Convert the material from the line containing "tire in the photo above." through the end into a two-column CSV with the headers text and answer. Give one row for each text and its answer, put each value in a single quoted field with line breaks replaced by spaces, and leave the pictures out.

» **Excerpts of location labeling data**:
════════

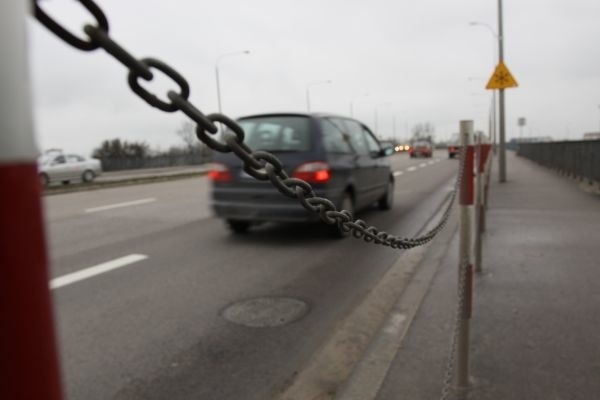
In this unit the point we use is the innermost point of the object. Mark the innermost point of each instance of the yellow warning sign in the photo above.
(502, 78)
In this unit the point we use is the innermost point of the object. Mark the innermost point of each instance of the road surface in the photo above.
(142, 276)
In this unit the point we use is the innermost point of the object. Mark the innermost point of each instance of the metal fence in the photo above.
(124, 163)
(579, 159)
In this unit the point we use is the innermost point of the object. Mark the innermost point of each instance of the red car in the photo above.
(453, 150)
(421, 149)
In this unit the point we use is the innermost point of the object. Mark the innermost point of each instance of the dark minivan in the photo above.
(340, 158)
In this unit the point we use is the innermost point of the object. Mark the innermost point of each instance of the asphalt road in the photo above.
(146, 322)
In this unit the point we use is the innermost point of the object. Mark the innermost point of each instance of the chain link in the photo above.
(259, 164)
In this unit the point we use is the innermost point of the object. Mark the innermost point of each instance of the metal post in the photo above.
(502, 149)
(479, 159)
(29, 359)
(465, 269)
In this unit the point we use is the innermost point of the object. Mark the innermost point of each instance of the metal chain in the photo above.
(259, 164)
(456, 330)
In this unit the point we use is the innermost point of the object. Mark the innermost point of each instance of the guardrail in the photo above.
(580, 159)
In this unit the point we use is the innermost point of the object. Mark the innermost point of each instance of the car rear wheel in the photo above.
(238, 226)
(88, 176)
(347, 204)
(387, 200)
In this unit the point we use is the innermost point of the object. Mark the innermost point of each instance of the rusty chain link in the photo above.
(259, 164)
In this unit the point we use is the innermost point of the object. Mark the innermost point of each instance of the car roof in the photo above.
(295, 114)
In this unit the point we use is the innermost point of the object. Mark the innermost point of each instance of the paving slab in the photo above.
(535, 331)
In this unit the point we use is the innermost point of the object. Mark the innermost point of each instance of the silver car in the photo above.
(65, 168)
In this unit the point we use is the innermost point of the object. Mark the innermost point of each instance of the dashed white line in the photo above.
(119, 205)
(95, 270)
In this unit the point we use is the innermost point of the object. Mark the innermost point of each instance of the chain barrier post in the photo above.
(479, 211)
(465, 268)
(29, 366)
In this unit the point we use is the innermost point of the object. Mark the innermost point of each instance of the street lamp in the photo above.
(497, 37)
(352, 103)
(235, 53)
(308, 85)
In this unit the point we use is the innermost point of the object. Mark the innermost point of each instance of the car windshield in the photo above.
(421, 144)
(277, 133)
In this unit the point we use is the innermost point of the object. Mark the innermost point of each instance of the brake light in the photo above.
(313, 172)
(219, 173)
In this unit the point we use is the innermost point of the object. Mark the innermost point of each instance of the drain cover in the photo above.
(265, 312)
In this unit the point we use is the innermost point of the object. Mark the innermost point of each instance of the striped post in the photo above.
(28, 363)
(465, 277)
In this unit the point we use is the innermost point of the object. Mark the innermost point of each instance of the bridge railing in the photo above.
(579, 159)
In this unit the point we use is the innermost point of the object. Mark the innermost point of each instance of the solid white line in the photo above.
(119, 205)
(95, 270)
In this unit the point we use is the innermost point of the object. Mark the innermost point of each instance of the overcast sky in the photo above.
(418, 61)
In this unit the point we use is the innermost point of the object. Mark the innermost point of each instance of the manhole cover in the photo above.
(265, 312)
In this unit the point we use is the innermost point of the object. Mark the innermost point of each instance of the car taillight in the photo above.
(313, 172)
(219, 173)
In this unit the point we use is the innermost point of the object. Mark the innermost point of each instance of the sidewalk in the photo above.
(535, 330)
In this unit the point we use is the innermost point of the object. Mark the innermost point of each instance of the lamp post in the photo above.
(352, 103)
(308, 85)
(377, 118)
(235, 53)
(495, 38)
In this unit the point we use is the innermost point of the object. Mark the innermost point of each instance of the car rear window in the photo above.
(278, 133)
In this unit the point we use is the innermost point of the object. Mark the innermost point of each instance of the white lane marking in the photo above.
(119, 205)
(95, 270)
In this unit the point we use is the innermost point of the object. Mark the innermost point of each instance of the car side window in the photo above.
(374, 147)
(335, 140)
(74, 159)
(357, 138)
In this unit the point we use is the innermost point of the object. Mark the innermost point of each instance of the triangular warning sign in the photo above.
(502, 78)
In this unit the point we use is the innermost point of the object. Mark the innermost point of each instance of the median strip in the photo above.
(119, 205)
(95, 270)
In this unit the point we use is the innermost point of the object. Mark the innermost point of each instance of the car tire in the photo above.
(386, 202)
(88, 176)
(44, 180)
(238, 226)
(347, 203)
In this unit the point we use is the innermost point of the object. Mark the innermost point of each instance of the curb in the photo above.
(370, 372)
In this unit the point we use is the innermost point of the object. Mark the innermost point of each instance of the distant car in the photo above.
(453, 150)
(421, 149)
(340, 157)
(65, 168)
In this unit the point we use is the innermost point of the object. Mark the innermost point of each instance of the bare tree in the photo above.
(193, 145)
(187, 133)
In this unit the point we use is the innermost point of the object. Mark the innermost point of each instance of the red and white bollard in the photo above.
(465, 267)
(28, 357)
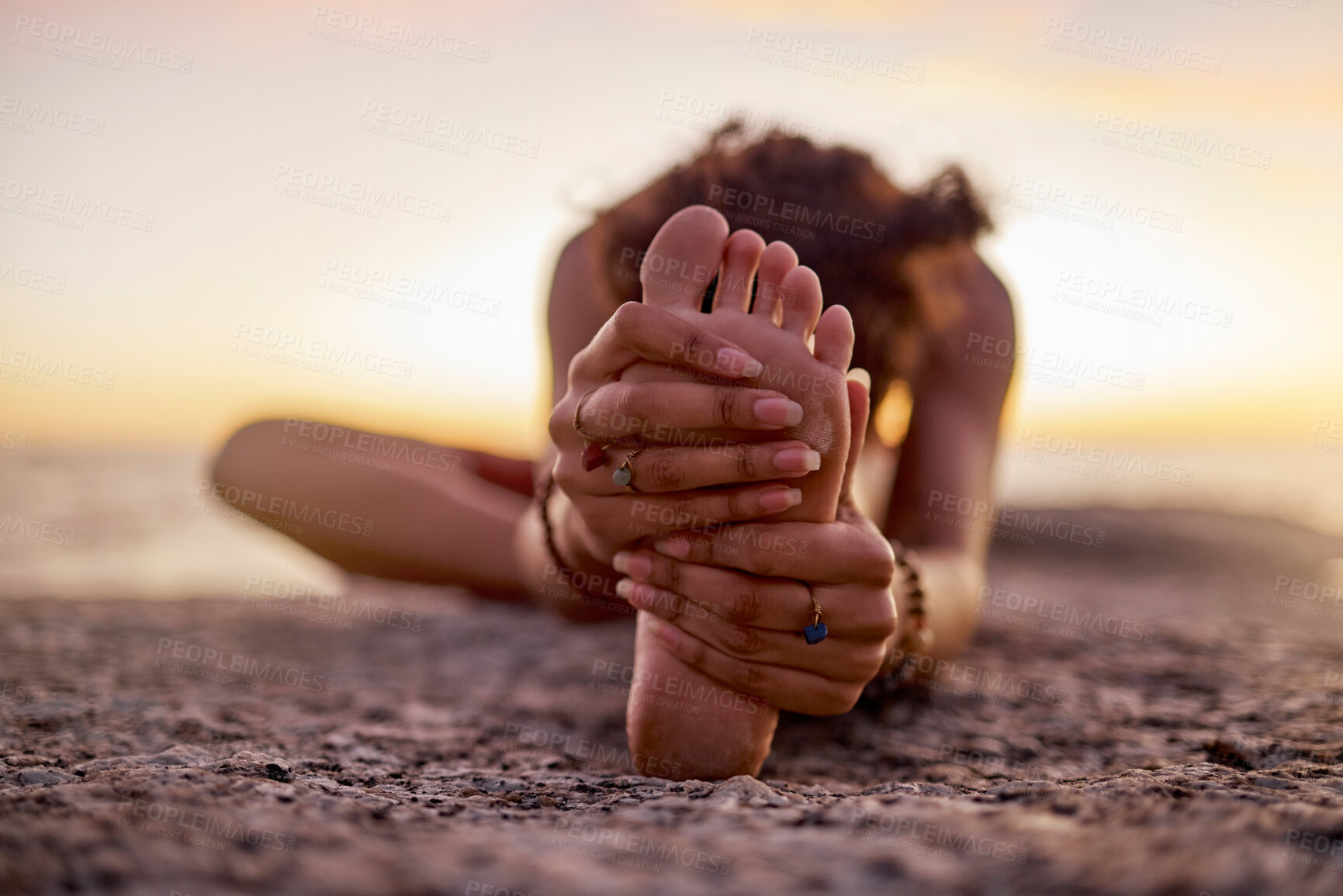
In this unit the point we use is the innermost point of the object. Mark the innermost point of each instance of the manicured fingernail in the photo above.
(666, 633)
(781, 500)
(639, 595)
(735, 360)
(633, 565)
(778, 411)
(677, 548)
(797, 461)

════════

» **EXERCISE RESPONSE**:
text,answer
"In this unit the point we use is the innermost point of the object. Mark the innermost point of each instance of the car tire in the photo above.","(386, 202) (88, 176) (44, 180) (238, 226) (347, 203)"
"In this unit the point we use is the innermost point of the object. Mark the innermost point of each instance of the curb in the photo above.","(370, 372)"
"In this unit the point we use is the innermost point of the object. Mark the innermost point of each instance of the distant car in the photo above.","(453, 150) (421, 149) (340, 157) (65, 168)"
"In this unit the point we use is the innermost point of the object. Mark the innermost point of each instance of the bare tree in the photo above.","(193, 145) (187, 133)"
"In this unit the point we use is the innermost point of the object. Mark the innermost point of each instance of the red and white bollard in the photo above.","(465, 267) (28, 357)"
"In this unit the point we use is the innermost point of the object. Mark the innermost point of each instance of the manicured fingernail in the photo above.","(666, 633) (781, 500) (639, 595) (735, 360) (633, 565) (778, 411) (677, 548) (797, 461)"